WORK TO COMPLETE:
Rewrite every line of the entries below as a Markdown table with two columns, Row and Text. Leave out blank lines.
BEGIN STORED DATA
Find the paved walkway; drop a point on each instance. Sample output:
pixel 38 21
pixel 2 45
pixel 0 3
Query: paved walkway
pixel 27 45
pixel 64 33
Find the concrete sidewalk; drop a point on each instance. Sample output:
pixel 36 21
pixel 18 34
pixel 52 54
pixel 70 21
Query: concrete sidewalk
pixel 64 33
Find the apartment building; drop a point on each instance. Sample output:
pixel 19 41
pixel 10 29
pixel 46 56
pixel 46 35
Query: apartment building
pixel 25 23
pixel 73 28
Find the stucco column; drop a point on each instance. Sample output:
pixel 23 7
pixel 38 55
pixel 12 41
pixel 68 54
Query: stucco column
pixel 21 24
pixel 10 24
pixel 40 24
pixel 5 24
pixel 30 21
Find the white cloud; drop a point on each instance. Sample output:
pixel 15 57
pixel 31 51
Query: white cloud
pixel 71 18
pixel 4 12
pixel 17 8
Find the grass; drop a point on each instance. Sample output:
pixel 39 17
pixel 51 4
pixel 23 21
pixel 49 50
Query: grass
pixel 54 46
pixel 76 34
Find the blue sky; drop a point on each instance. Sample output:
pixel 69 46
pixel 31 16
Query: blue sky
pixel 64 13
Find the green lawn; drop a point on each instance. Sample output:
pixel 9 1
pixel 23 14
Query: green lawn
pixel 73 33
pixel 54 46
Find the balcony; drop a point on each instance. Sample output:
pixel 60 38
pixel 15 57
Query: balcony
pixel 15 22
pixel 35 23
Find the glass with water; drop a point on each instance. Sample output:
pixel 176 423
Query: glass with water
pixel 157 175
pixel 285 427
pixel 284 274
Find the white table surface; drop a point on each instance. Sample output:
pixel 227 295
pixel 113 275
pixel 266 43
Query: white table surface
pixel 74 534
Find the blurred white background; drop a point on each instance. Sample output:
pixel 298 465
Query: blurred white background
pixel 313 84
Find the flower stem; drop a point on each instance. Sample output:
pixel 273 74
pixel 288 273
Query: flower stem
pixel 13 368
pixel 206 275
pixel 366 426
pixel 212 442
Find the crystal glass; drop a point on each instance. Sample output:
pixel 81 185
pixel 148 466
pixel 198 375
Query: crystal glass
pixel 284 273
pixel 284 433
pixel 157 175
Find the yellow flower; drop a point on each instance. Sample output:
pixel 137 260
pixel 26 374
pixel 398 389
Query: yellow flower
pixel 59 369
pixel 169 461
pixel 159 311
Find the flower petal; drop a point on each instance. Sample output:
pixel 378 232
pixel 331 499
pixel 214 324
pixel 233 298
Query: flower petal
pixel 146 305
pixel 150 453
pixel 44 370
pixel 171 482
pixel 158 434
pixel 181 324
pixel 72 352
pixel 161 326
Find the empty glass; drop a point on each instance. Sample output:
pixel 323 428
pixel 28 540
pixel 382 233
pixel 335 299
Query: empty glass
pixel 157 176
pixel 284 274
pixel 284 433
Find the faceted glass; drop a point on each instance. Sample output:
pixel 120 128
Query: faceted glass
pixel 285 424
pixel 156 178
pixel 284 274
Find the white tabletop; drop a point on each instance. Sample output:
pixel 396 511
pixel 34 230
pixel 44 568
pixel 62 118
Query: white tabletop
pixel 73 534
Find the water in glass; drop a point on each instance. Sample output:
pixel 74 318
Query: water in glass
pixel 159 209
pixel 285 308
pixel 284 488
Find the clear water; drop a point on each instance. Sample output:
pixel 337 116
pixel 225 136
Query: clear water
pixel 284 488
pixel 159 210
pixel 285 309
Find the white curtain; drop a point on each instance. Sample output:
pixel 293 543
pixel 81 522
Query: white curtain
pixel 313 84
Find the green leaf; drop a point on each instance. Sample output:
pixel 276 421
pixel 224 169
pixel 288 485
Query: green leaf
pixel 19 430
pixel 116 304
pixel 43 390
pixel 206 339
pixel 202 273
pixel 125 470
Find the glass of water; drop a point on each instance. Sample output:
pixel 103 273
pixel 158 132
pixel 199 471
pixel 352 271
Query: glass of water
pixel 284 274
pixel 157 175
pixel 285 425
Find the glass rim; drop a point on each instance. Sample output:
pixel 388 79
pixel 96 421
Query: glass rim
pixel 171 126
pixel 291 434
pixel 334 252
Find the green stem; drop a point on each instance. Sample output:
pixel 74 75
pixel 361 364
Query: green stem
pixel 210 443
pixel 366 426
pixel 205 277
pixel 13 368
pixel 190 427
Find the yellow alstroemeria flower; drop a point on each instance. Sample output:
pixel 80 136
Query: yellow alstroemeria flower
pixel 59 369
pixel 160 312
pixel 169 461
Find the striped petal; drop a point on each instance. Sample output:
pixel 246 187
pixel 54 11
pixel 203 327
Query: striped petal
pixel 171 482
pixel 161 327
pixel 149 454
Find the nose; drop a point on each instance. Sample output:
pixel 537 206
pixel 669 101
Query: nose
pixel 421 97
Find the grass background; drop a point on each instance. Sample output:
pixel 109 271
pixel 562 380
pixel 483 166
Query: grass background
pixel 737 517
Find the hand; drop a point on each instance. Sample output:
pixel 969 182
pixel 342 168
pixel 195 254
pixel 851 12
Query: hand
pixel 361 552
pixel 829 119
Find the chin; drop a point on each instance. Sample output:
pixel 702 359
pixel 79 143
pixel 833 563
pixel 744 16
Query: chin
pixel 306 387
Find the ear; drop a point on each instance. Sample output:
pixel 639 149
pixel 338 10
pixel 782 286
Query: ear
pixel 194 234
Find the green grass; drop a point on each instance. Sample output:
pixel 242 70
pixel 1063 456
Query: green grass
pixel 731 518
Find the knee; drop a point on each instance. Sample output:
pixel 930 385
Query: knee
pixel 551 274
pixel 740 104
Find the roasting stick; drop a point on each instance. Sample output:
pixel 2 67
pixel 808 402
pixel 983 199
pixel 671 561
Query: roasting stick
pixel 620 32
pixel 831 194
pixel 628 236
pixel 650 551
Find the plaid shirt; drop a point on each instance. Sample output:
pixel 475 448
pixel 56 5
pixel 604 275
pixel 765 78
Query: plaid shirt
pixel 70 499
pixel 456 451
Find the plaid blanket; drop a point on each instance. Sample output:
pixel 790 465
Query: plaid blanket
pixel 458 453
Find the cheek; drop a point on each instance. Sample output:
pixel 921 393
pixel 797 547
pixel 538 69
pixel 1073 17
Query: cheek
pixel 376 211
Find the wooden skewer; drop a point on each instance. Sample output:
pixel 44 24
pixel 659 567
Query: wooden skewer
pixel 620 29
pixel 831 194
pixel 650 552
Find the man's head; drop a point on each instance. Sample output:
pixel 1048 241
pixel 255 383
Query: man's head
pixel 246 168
END STORED DATA
EXERCISE OUTPUT:
| Row | Text |
|---|---|
| 1 | Find the paved walkway; drop a point on each instance. Sample output: |
| 2 | pixel 38 21 |
| 3 | pixel 2 45 |
| 4 | pixel 0 3 |
| 5 | Query: paved walkway |
| 6 | pixel 27 45 |
| 7 | pixel 64 33 |
| 8 | Find the concrete sidewalk; drop a point on each instance. Sample output: |
| 9 | pixel 36 21 |
| 10 | pixel 18 34 |
| 11 | pixel 52 54 |
| 12 | pixel 70 21 |
| 13 | Query: concrete sidewalk |
| 14 | pixel 64 33 |
| 15 | Find the apartment building; drop a point on each instance. Sample output: |
| 16 | pixel 19 41 |
| 17 | pixel 10 29 |
| 18 | pixel 46 56 |
| 19 | pixel 46 35 |
| 20 | Query: apartment building |
| 21 | pixel 25 23 |
| 22 | pixel 73 28 |
| 23 | Find the stucco column; drop a point on each instance. Sample output: |
| 24 | pixel 23 7 |
| 25 | pixel 38 55 |
| 26 | pixel 12 41 |
| 27 | pixel 68 54 |
| 28 | Query: stucco column |
| 29 | pixel 21 24 |
| 30 | pixel 10 24 |
| 31 | pixel 40 24 |
| 32 | pixel 5 24 |
| 33 | pixel 30 21 |
| 34 | Find the white cloud; drop a point on each instance. Sample output: |
| 35 | pixel 15 57 |
| 36 | pixel 31 51 |
| 37 | Query: white cloud |
| 38 | pixel 71 18 |
| 39 | pixel 4 12 |
| 40 | pixel 17 8 |
| 41 | Find the grass; drop a point on each instance. Sample output: |
| 42 | pixel 39 17 |
| 43 | pixel 51 4 |
| 44 | pixel 23 21 |
| 45 | pixel 49 50 |
| 46 | Query: grass |
| 47 | pixel 54 46 |
| 48 | pixel 76 34 |
| 49 | Find the blue sky; drop a point on each instance. Sample output: |
| 50 | pixel 69 46 |
| 51 | pixel 31 16 |
| 52 | Query: blue sky |
| 53 | pixel 64 13 |
| 54 | Find the green lawn; drop a point on each instance. Sample output: |
| 55 | pixel 9 1 |
| 56 | pixel 23 14 |
| 57 | Query: green lawn |
| 58 | pixel 73 33 |
| 59 | pixel 54 46 |
| 60 | Find the balcony; drop a point on each instance. Sample output: |
| 61 | pixel 60 38 |
| 62 | pixel 15 57 |
| 63 | Query: balcony |
| 64 | pixel 15 22 |
| 65 | pixel 35 23 |
| 66 | Find the glass with water; drop a point on each instance. Sample output: |
| 67 | pixel 176 423 |
| 68 | Query: glass with water |
| 69 | pixel 157 175 |
| 70 | pixel 285 427 |
| 71 | pixel 284 274 |
| 72 | Find the white table surface; drop a point on each instance. Sample output: |
| 73 | pixel 227 295 |
| 74 | pixel 113 275 |
| 75 | pixel 266 43 |
| 76 | Query: white table surface |
| 77 | pixel 74 534 |
| 78 | Find the blurred white background; drop a point on each instance. Sample output: |
| 79 | pixel 298 465 |
| 80 | Query: blurred white background |
| 81 | pixel 313 84 |
| 82 | Find the flower stem; drop a point on each instance. Sample output: |
| 83 | pixel 273 74 |
| 84 | pixel 288 273 |
| 85 | Query: flower stem |
| 86 | pixel 13 368 |
| 87 | pixel 206 275 |
| 88 | pixel 366 426 |
| 89 | pixel 212 442 |
| 90 | Find the crystal glass; drop a point on each instance. Sample output: |
| 91 | pixel 81 185 |
| 92 | pixel 148 466 |
| 93 | pixel 198 375 |
| 94 | Query: crystal glass |
| 95 | pixel 284 273 |
| 96 | pixel 284 433 |
| 97 | pixel 157 175 |
| 98 | Find the yellow flower; drop a point on each instance. Sample output: |
| 99 | pixel 137 260 |
| 100 | pixel 26 374 |
| 101 | pixel 398 389 |
| 102 | Query: yellow flower |
| 103 | pixel 59 369 |
| 104 | pixel 169 461 |
| 105 | pixel 159 311 |
| 106 | Find the flower petal; drop a point on each instance. Sample output: |
| 107 | pixel 378 232 |
| 108 | pixel 331 499 |
| 109 | pixel 214 324 |
| 110 | pixel 233 298 |
| 111 | Query: flower petal |
| 112 | pixel 146 305 |
| 113 | pixel 150 453 |
| 114 | pixel 44 370 |
| 115 | pixel 171 482 |
| 116 | pixel 158 434 |
| 117 | pixel 181 324 |
| 118 | pixel 72 352 |
| 119 | pixel 161 326 |
| 120 | Find the empty glass; drop a point on each instance. Sample output: |
| 121 | pixel 323 428 |
| 122 | pixel 28 540 |
| 123 | pixel 382 233 |
| 124 | pixel 335 299 |
| 125 | Query: empty glass |
| 126 | pixel 157 176 |
| 127 | pixel 284 274 |
| 128 | pixel 284 433 |
| 129 | Find the faceted glass; drop a point on each instance. Sample output: |
| 130 | pixel 120 128 |
| 131 | Query: faceted glass |
| 132 | pixel 285 424 |
| 133 | pixel 156 178 |
| 134 | pixel 284 274 |
| 135 | Find the white tabletop; drop a point on each instance. Sample output: |
| 136 | pixel 396 511 |
| 137 | pixel 34 230 |
| 138 | pixel 44 568 |
| 139 | pixel 62 118 |
| 140 | Query: white tabletop |
| 141 | pixel 73 534 |
| 142 | Find the water in glass; drop a point on each instance. Sample output: |
| 143 | pixel 74 318 |
| 144 | Query: water in glass |
| 145 | pixel 159 209 |
| 146 | pixel 285 308 |
| 147 | pixel 284 488 |
| 148 | Find the clear water; drop a point on each instance. Sample output: |
| 149 | pixel 337 116 |
| 150 | pixel 225 136 |
| 151 | Query: clear water |
| 152 | pixel 284 488 |
| 153 | pixel 159 210 |
| 154 | pixel 285 309 |
| 155 | Find the white curtain; drop a point on each instance. Sample output: |
| 156 | pixel 293 543 |
| 157 | pixel 81 522 |
| 158 | Query: white curtain |
| 159 | pixel 313 84 |
| 160 | Find the green leaf; drop a point on each instance. Sample output: |
| 161 | pixel 276 421 |
| 162 | pixel 224 169 |
| 163 | pixel 288 485 |
| 164 | Query: green leaf |
| 165 | pixel 19 430 |
| 166 | pixel 116 304 |
| 167 | pixel 43 390 |
| 168 | pixel 206 339 |
| 169 | pixel 202 273 |
| 170 | pixel 125 470 |
| 171 | Find the glass of water; drop a point on each instance. Sample output: |
| 172 | pixel 103 273 |
| 173 | pixel 158 132 |
| 174 | pixel 199 471 |
| 175 | pixel 352 271 |
| 176 | Query: glass of water |
| 177 | pixel 284 274 |
| 178 | pixel 157 175 |
| 179 | pixel 285 425 |
| 180 | Find the glass rim; drop a point on each instance. Sample output: |
| 181 | pixel 388 79 |
| 182 | pixel 96 421 |
| 183 | Query: glass rim |
| 184 | pixel 171 126 |
| 185 | pixel 291 434 |
| 186 | pixel 334 252 |
| 187 | Find the green stem; drop a point on each instance. Sample output: |
| 188 | pixel 74 75 |
| 189 | pixel 361 364 |
| 190 | Query: green stem |
| 191 | pixel 210 443 |
| 192 | pixel 366 426 |
| 193 | pixel 205 277 |
| 194 | pixel 13 368 |
| 195 | pixel 190 427 |
| 196 | Find the yellow alstroemeria flower; drop a point on each instance. Sample output: |
| 197 | pixel 80 136 |
| 198 | Query: yellow alstroemeria flower |
| 199 | pixel 59 369 |
| 200 | pixel 160 312 |
| 201 | pixel 169 461 |
| 202 | Find the striped petal; drop a point on each instance. Sample output: |
| 203 | pixel 246 187 |
| 204 | pixel 54 11 |
| 205 | pixel 203 327 |
| 206 | Query: striped petal |
| 207 | pixel 171 482 |
| 208 | pixel 161 327 |
| 209 | pixel 149 454 |
| 210 | Find the nose; drop a point on each instance. Sample output: |
| 211 | pixel 537 206 |
| 212 | pixel 669 101 |
| 213 | Query: nose |
| 214 | pixel 421 97 |
| 215 | Find the grass background; drop a point on each instance. Sample output: |
| 216 | pixel 109 271 |
| 217 | pixel 562 380 |
| 218 | pixel 483 166 |
| 219 | Query: grass background |
| 220 | pixel 737 517 |
| 221 | Find the hand; drop a point on each instance. Sample output: |
| 222 | pixel 969 182 |
| 223 | pixel 342 168 |
| 224 | pixel 195 254 |
| 225 | pixel 851 12 |
| 226 | Query: hand |
| 227 | pixel 361 552 |
| 228 | pixel 829 119 |
| 229 | Find the chin; drop a point on each instance. Sample output: |
| 230 | pixel 702 359 |
| 231 | pixel 79 143 |
| 232 | pixel 833 563 |
| 233 | pixel 744 16 |
| 234 | Query: chin |
| 235 | pixel 306 387 |
| 236 | Find the ear; drop a point on each instance. Sample output: |
| 237 | pixel 639 149 |
| 238 | pixel 338 10 |
| 239 | pixel 782 286 |
| 240 | Query: ear |
| 241 | pixel 194 234 |
| 242 | Find the green grass; drop a point on each instance. Sample output: |
| 243 | pixel 242 70 |
| 244 | pixel 1063 456 |
| 245 | Query: green grass |
| 246 | pixel 731 518 |
| 247 | Find the knee; drop a point on each instance. Sample output: |
| 248 | pixel 930 385 |
| 249 | Query: knee |
| 250 | pixel 551 274 |
| 251 | pixel 740 104 |
| 252 | Find the roasting stick; drop a point on each instance. Sample output: |
| 253 | pixel 2 67 |
| 254 | pixel 808 402 |
| 255 | pixel 983 199 |
| 256 | pixel 671 561 |
| 257 | Query: roasting stick |
| 258 | pixel 620 32 |
| 259 | pixel 831 194 |
| 260 | pixel 628 236 |
| 261 | pixel 650 551 |
| 262 | Find the plaid shirt; drop a point on each instance. Sample output: |
| 263 | pixel 475 448 |
| 264 | pixel 56 5 |
| 265 | pixel 604 275 |
| 266 | pixel 765 78 |
| 267 | Query: plaid shirt |
| 268 | pixel 70 499 |
| 269 | pixel 456 451 |
| 270 | Find the plaid blanket; drop a point on each instance. Sample output: |
| 271 | pixel 790 465 |
| 272 | Query: plaid blanket |
| 273 | pixel 458 453 |
| 274 | Find the cheek; drop a point on each instance. Sample output: |
| 275 | pixel 921 393 |
| 276 | pixel 797 547 |
| 277 | pixel 538 69 |
| 278 | pixel 1073 17 |
| 279 | Query: cheek |
| 280 | pixel 376 211 |
| 281 | Find the wooden skewer; drop a point on each instance. Sample output: |
| 282 | pixel 44 24 |
| 283 | pixel 659 567 |
| 284 | Query: wooden skewer |
| 285 | pixel 620 29 |
| 286 | pixel 831 194 |
| 287 | pixel 650 552 |
| 288 | Find the man's head; drop a point on each instance. Sample output: |
| 289 | pixel 1048 241 |
| 290 | pixel 255 383 |
| 291 | Query: man's head |
| 292 | pixel 246 168 |